* _What is being asked_:
Where does the string "door" occur in the entries below? Copy every line where it does.

::::

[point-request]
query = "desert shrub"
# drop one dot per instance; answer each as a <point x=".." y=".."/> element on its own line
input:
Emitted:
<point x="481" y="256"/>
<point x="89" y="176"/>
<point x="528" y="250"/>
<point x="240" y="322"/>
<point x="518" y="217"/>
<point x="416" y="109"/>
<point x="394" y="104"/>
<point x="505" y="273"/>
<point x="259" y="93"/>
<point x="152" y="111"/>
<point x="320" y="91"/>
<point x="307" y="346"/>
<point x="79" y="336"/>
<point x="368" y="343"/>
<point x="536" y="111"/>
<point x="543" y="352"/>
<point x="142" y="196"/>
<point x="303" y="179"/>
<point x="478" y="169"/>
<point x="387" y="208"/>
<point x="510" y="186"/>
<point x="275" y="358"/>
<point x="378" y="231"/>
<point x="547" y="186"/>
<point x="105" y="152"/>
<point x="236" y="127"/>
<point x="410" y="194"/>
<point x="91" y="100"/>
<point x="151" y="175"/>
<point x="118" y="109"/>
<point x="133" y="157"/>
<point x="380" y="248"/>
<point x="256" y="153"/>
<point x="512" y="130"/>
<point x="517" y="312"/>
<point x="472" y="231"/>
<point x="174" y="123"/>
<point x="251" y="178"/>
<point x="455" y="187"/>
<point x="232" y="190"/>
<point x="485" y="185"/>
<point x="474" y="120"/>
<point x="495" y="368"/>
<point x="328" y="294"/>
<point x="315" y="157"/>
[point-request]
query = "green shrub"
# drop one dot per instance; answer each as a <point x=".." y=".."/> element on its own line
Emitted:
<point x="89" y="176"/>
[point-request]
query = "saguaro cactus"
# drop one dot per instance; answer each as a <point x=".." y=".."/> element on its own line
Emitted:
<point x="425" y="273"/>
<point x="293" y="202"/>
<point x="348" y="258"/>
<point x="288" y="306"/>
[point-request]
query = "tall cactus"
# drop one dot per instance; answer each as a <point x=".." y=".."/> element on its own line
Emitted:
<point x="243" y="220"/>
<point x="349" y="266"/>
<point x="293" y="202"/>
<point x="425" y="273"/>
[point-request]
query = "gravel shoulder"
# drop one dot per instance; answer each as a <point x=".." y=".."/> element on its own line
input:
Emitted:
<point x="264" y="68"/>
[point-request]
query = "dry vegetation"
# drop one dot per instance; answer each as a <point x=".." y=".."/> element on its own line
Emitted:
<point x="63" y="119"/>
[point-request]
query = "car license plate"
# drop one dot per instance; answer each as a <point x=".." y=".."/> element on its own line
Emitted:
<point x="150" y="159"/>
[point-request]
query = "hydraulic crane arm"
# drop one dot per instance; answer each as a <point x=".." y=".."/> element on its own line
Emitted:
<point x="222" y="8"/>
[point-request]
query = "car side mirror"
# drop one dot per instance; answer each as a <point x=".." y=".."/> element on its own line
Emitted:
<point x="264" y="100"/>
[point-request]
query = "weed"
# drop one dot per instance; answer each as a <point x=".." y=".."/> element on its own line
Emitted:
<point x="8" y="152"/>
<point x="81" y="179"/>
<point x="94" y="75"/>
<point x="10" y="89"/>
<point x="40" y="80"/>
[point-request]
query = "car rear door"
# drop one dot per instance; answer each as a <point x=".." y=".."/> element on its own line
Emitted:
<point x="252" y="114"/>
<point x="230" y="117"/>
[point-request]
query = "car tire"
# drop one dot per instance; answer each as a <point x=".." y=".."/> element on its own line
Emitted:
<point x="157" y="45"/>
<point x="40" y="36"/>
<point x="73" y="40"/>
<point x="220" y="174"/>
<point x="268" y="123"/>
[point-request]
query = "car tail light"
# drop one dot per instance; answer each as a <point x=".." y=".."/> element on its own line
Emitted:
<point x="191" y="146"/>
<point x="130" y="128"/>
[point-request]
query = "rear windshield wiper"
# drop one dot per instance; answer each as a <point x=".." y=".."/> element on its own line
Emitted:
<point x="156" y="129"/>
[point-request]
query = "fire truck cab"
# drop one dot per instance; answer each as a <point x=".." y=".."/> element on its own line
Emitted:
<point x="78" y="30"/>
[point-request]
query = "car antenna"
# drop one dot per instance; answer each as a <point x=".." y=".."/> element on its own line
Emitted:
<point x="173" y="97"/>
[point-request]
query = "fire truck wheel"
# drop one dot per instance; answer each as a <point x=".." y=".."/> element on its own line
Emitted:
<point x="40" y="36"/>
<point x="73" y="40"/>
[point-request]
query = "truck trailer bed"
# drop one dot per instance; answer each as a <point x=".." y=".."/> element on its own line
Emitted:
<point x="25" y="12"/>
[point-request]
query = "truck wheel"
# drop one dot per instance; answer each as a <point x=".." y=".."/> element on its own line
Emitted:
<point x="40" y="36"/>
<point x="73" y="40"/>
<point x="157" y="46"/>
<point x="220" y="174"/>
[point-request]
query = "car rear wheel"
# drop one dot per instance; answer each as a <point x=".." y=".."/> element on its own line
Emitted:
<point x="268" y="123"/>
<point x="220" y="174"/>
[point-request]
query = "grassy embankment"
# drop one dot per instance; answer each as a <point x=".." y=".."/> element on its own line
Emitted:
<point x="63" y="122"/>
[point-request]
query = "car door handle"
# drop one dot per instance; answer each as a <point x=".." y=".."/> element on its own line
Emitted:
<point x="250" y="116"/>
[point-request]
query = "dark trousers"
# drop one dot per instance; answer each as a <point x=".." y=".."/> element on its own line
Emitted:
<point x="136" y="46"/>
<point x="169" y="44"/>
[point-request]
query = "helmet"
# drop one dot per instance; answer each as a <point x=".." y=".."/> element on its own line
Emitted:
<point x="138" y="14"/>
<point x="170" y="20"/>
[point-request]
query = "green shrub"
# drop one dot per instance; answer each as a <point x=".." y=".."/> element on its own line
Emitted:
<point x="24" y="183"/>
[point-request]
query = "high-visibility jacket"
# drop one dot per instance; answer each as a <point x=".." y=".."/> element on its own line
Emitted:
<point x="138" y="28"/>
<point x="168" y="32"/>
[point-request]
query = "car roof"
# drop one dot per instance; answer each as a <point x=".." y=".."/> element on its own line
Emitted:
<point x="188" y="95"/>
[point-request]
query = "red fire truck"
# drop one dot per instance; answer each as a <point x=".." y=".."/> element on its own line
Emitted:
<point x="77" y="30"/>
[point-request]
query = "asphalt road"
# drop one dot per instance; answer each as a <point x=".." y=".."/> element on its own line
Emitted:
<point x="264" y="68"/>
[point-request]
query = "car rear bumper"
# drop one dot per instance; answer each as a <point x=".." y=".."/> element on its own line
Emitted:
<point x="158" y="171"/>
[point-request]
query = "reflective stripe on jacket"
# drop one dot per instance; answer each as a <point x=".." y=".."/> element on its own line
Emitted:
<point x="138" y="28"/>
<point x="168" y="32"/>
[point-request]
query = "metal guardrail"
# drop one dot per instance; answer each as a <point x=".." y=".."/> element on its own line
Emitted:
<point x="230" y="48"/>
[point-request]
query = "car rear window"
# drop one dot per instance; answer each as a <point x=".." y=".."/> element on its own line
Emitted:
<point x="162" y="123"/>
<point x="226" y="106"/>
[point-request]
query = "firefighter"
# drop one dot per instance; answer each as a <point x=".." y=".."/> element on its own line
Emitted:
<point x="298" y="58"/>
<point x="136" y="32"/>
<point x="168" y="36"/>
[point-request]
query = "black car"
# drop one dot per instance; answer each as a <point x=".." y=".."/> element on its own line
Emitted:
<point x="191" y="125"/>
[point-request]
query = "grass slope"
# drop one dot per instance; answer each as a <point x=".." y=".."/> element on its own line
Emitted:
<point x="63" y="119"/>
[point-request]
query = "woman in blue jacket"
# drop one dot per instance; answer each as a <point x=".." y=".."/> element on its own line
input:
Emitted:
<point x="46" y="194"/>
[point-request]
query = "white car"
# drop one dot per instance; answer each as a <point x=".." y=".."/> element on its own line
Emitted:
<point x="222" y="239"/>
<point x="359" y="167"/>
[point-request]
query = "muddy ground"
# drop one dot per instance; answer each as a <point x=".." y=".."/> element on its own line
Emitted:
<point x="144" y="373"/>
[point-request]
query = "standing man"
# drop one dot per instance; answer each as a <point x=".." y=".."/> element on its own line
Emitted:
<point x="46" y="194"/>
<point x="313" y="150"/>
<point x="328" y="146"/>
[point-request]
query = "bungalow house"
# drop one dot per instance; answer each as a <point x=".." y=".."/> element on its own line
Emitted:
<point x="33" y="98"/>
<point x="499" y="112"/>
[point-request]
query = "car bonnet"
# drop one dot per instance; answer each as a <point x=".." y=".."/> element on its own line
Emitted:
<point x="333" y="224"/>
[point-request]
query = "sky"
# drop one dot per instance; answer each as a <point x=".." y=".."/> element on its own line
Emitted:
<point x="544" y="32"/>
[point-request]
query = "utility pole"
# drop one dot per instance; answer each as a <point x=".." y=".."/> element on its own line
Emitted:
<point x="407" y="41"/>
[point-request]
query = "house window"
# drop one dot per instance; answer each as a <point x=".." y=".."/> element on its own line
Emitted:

::::

* _Answer to the problem_:
query = "car rear door"
query = "car door handle"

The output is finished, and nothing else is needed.